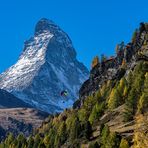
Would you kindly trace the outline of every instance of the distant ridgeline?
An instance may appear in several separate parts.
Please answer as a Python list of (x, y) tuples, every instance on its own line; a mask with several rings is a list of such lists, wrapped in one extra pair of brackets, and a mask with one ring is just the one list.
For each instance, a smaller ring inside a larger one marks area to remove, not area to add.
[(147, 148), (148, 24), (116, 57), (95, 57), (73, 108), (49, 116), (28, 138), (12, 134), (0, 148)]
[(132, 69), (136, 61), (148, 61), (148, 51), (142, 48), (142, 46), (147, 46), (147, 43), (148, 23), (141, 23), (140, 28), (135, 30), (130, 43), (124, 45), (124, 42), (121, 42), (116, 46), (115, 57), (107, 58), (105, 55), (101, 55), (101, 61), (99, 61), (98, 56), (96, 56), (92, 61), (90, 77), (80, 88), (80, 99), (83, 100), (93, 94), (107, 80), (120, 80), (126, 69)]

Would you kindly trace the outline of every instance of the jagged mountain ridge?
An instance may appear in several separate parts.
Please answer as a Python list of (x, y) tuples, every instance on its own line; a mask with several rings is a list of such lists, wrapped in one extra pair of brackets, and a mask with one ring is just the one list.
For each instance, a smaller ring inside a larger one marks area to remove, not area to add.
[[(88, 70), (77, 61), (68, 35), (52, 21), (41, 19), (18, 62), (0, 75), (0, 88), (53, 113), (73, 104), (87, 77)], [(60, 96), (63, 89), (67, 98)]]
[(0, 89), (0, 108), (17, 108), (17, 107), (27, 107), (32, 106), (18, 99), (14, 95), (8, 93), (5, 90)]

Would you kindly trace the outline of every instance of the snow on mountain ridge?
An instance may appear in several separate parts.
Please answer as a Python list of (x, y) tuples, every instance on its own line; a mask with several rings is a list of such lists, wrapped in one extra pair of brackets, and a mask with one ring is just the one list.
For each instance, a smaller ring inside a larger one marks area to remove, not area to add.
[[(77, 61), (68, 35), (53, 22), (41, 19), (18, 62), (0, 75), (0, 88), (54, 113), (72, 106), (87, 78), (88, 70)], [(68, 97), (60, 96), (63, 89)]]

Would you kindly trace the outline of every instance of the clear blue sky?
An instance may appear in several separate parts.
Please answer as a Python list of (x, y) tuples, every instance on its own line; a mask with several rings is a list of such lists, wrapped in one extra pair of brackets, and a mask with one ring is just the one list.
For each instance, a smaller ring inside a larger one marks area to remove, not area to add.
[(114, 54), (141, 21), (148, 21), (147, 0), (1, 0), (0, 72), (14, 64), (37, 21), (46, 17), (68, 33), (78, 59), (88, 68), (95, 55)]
........
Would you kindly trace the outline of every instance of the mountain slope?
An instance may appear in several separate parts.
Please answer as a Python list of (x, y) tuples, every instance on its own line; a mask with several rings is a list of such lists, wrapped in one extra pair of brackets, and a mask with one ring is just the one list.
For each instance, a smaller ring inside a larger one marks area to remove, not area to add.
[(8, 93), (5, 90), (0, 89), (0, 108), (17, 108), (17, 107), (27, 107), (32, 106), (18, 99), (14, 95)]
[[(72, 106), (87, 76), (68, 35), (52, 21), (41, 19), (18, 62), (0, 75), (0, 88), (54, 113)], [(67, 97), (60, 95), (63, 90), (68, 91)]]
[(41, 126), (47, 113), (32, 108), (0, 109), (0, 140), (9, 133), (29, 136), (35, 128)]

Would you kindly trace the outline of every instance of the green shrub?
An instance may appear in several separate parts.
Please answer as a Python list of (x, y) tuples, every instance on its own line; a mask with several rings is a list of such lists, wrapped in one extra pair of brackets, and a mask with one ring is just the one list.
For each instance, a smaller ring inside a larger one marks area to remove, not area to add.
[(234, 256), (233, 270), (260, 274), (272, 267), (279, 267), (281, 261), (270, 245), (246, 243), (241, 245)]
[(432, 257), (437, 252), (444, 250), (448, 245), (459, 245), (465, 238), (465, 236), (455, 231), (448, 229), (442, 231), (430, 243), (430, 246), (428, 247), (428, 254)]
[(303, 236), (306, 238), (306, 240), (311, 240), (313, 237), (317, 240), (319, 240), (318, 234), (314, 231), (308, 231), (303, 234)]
........
Task requirements: Copy out the rows above verbatim, from the line with "jagged mountain ridge?" up to and including the line with "68), (95, 55)]".

Answer to this problem:
Would you kindly trace the outline of every instance of the jagged mountain ridge?
An instance may appear in several separate parts.
Please answer as a Python list of (x, y) tuples, every instance on its own line; a mask with several rings is a list of such lists, wrapped in one extra pair of brackets, and a mask with one ring is just the one list.
For each instance, a smaller ring inside a larger one marks area to remove, not area to add.
[[(88, 70), (77, 61), (68, 35), (52, 21), (41, 19), (18, 62), (0, 75), (0, 88), (53, 113), (73, 104), (87, 77)], [(60, 96), (63, 89), (67, 98)]]
[(0, 89), (0, 108), (17, 108), (17, 107), (27, 107), (32, 106), (18, 99), (14, 95), (8, 93), (5, 90)]

Would you kindly trace the outline of every instance of the snow on mountain ridge?
An instance may appear in several separate parts.
Please answer as a Python list of (x, y) tuples, every instance on its own line; a mask with several rings is a list of such lists, wrapped in one extra pair of brackets, and a mask with one ring is just the one list.
For each instance, a smaller ring inside a larger one marks area to remove, not area to add.
[[(77, 61), (68, 35), (53, 22), (41, 19), (18, 62), (0, 75), (0, 88), (54, 113), (72, 106), (87, 78), (88, 70)], [(68, 97), (60, 96), (63, 89)]]

Would you kindly trace the outline of every instance of the clear blue sky?
An instance may appear in several separate parts.
Please answer as a Python list of (x, y) tuples, every instance on its own line; a mask with several rings is a list of such lists, wrapped in one extra pair of brackets, and a mask with one ring is just the one list.
For each instance, a smaller ring inside a larger one marks area to remove, not area to add.
[(114, 54), (141, 21), (148, 21), (147, 0), (1, 0), (0, 72), (14, 64), (37, 21), (46, 17), (68, 33), (78, 59), (88, 68), (95, 55)]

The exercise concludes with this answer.